───── SUPPLIED DATA ─────
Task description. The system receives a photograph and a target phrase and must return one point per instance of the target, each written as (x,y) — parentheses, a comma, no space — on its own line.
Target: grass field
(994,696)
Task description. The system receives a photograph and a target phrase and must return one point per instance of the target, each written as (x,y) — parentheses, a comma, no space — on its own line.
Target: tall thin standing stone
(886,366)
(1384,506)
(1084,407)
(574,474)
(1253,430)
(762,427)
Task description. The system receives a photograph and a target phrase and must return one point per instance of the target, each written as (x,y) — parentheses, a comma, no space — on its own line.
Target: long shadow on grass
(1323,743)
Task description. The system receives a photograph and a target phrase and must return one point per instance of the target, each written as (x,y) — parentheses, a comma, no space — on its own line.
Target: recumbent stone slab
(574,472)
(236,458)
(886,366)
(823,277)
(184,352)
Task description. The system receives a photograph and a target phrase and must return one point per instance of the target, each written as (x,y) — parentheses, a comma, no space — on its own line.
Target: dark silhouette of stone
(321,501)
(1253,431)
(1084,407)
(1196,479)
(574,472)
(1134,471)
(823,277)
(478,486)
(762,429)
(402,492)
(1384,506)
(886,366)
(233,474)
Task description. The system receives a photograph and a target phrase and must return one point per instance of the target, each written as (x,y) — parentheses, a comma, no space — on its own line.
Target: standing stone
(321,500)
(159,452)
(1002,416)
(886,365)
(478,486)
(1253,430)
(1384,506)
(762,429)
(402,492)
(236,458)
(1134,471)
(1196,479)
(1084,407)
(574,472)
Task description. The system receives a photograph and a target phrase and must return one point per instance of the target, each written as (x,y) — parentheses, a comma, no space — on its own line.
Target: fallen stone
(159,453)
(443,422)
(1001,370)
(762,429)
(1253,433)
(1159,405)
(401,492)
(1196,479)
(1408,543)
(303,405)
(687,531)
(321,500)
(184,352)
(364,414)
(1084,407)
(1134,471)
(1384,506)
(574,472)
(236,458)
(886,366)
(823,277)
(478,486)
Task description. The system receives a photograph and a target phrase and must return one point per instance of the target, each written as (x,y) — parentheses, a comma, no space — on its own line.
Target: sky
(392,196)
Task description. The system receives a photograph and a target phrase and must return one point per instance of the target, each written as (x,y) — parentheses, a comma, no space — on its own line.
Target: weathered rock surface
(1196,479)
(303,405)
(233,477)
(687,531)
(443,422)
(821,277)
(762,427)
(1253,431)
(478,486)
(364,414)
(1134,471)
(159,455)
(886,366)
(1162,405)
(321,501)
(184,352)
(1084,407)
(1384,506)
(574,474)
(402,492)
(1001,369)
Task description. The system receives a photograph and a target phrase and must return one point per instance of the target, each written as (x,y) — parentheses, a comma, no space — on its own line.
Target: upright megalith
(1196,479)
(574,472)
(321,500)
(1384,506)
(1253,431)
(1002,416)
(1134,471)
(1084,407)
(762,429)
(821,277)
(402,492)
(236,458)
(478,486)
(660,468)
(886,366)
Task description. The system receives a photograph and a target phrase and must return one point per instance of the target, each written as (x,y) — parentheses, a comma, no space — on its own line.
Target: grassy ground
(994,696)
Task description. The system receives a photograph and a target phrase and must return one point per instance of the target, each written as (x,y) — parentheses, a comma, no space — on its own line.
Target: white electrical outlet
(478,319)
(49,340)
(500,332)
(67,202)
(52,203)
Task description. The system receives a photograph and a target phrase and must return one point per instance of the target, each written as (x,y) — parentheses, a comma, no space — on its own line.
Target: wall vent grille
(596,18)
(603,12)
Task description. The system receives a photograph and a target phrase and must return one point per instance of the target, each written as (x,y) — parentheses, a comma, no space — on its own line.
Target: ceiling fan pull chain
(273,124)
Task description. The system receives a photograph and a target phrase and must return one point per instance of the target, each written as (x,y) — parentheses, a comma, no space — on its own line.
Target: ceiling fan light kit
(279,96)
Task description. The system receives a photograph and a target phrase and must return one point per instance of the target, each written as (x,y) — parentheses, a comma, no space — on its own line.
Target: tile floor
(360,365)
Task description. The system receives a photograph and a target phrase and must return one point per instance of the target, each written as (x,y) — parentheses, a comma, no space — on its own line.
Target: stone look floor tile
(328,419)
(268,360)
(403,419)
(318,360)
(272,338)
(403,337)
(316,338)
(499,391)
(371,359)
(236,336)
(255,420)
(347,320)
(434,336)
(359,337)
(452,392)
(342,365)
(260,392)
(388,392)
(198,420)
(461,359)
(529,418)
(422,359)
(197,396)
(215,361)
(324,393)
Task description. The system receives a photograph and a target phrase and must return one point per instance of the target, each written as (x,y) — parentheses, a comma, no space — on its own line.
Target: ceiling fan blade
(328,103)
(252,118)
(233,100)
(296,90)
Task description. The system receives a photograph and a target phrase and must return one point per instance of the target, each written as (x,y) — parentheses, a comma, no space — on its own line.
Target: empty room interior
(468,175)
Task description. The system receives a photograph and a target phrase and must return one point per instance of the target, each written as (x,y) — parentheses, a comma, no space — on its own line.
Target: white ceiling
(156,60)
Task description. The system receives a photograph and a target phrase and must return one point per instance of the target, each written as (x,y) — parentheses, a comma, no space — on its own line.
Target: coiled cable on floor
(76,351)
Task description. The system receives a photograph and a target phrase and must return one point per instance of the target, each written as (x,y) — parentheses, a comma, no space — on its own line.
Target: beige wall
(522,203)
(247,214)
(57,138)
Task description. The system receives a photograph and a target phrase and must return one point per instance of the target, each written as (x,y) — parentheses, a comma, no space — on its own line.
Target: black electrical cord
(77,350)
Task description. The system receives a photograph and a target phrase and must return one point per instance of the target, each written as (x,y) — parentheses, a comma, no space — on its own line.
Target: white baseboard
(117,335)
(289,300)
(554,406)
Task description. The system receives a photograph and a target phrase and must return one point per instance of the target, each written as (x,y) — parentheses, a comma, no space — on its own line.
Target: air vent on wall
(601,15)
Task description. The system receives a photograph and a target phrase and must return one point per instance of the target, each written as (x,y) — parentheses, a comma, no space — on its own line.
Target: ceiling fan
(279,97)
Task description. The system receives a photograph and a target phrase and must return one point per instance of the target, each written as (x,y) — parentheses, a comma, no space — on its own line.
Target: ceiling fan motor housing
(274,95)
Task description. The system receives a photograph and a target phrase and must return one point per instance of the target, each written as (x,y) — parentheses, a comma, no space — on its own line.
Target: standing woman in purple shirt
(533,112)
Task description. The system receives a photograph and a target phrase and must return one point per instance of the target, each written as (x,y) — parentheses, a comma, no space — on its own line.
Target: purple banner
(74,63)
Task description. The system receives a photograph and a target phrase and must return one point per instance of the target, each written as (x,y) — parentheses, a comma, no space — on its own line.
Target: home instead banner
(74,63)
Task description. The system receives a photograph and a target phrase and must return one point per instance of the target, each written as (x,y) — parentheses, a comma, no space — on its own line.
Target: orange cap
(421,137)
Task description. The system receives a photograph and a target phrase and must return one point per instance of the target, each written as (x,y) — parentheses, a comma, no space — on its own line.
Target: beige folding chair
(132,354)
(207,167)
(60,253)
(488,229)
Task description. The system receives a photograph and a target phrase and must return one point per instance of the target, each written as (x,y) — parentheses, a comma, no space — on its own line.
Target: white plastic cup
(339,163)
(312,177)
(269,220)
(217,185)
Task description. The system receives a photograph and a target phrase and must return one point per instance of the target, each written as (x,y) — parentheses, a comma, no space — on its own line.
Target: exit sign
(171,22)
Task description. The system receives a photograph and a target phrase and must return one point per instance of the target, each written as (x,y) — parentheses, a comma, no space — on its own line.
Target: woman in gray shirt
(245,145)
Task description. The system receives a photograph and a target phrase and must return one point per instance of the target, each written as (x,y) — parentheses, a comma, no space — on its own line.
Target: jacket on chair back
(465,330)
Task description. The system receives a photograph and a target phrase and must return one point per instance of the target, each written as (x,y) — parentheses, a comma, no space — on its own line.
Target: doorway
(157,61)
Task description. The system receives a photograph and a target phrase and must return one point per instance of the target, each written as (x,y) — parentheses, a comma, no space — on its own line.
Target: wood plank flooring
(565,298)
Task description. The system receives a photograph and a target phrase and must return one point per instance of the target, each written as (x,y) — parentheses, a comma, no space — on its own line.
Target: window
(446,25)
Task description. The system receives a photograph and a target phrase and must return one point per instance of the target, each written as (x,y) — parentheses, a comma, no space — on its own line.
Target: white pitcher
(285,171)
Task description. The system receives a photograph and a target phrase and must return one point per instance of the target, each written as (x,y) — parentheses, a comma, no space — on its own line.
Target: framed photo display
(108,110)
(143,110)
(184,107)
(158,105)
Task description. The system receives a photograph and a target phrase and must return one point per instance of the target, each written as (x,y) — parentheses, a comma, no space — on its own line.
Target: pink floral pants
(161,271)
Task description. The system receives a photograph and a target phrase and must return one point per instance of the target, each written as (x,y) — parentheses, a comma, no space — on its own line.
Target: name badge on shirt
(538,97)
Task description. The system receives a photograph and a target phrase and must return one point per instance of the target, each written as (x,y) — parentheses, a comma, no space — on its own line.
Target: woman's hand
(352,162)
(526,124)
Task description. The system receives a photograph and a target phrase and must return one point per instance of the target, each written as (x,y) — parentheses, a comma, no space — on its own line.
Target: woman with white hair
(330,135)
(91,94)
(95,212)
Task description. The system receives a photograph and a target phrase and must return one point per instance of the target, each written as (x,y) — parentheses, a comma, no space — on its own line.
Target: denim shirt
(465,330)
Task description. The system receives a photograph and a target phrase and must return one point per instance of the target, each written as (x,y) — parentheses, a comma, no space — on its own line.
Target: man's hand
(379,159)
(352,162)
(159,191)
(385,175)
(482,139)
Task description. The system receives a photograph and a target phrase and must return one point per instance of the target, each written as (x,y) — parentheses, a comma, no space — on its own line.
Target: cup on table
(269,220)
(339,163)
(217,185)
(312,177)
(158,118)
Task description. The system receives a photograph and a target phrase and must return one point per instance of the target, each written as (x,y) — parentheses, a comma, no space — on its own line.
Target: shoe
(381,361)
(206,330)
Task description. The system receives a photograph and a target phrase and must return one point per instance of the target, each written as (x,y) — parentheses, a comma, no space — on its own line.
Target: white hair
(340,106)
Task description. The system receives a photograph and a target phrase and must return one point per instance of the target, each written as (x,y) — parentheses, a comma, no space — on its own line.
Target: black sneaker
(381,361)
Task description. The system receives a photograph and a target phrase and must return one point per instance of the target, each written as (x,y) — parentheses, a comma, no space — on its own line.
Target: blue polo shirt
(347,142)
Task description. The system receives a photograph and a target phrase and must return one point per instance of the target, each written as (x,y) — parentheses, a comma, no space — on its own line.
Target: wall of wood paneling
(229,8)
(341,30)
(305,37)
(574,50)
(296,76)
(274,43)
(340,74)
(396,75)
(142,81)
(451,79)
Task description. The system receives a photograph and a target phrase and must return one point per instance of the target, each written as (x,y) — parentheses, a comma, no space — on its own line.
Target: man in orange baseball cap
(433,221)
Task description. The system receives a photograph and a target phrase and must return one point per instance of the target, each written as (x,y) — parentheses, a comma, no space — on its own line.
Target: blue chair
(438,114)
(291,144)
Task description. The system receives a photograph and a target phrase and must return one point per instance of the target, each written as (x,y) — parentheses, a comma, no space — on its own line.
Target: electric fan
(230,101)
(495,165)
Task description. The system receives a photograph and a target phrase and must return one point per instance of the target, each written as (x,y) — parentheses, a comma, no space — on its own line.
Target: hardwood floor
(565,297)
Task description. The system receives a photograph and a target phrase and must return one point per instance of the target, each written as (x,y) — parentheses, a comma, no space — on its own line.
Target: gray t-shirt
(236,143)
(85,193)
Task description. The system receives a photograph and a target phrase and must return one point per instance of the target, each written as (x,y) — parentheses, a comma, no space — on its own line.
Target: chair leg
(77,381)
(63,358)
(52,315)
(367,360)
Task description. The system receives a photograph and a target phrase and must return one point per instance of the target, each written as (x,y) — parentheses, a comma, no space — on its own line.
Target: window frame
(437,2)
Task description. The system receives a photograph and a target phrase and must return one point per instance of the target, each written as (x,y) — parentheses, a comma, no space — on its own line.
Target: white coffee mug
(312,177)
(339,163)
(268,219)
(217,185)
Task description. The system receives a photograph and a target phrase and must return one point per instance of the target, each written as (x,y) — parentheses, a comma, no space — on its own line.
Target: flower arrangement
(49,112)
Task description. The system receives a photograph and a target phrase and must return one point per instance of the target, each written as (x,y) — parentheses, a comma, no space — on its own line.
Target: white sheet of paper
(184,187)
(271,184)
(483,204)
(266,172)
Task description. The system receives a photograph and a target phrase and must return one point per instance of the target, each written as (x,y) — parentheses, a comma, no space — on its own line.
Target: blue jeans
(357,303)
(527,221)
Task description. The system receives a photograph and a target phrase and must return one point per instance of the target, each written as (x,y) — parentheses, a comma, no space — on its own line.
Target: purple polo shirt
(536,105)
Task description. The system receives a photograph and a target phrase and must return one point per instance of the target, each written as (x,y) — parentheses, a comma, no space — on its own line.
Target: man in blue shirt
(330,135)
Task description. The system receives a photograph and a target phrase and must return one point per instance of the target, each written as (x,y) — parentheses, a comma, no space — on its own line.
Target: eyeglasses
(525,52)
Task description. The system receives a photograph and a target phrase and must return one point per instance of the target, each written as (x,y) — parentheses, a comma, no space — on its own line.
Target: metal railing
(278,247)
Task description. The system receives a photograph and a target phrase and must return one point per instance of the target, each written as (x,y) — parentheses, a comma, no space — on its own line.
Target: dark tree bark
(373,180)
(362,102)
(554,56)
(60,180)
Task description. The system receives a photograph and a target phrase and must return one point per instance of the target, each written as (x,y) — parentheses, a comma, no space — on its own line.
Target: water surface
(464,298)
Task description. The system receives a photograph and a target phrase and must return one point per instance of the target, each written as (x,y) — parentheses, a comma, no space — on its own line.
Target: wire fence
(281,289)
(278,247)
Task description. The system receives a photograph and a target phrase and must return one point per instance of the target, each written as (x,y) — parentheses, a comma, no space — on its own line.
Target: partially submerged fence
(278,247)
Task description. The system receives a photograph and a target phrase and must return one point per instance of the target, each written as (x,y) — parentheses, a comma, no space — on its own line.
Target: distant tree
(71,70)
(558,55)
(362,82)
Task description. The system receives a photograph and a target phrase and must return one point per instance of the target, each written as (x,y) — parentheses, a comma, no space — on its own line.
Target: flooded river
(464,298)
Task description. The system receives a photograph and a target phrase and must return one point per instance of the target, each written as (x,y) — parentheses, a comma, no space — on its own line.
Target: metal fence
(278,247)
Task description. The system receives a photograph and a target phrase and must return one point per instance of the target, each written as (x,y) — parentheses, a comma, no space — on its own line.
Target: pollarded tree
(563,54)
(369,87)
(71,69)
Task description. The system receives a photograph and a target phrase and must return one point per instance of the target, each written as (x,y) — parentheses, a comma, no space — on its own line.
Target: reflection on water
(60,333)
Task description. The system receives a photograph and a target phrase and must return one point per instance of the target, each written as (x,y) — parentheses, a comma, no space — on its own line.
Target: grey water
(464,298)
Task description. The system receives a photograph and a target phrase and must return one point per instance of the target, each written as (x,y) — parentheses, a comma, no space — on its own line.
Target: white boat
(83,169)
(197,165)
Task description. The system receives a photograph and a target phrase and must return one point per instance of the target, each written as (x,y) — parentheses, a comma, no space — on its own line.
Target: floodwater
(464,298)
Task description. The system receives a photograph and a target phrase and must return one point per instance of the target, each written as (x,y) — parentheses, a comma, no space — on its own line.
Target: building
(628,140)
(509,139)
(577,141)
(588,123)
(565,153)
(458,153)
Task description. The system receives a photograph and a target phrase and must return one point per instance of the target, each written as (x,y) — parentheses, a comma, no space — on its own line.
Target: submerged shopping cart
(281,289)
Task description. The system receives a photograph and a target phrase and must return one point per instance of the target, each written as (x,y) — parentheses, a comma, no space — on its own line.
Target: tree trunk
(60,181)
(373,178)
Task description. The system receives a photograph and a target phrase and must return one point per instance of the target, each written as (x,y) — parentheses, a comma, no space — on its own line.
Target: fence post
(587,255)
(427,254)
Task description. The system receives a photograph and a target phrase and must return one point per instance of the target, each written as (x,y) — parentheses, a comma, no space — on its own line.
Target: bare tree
─────
— WHAT IS REQUIRED —
Which lines in the data above contain the word "electrical"? Copy each of those lines in full, counting only matches with the same capitalization.

— RESPONSE FOR THIS EXERCISE —
Target: white electrical outlet
Target: black electrical cord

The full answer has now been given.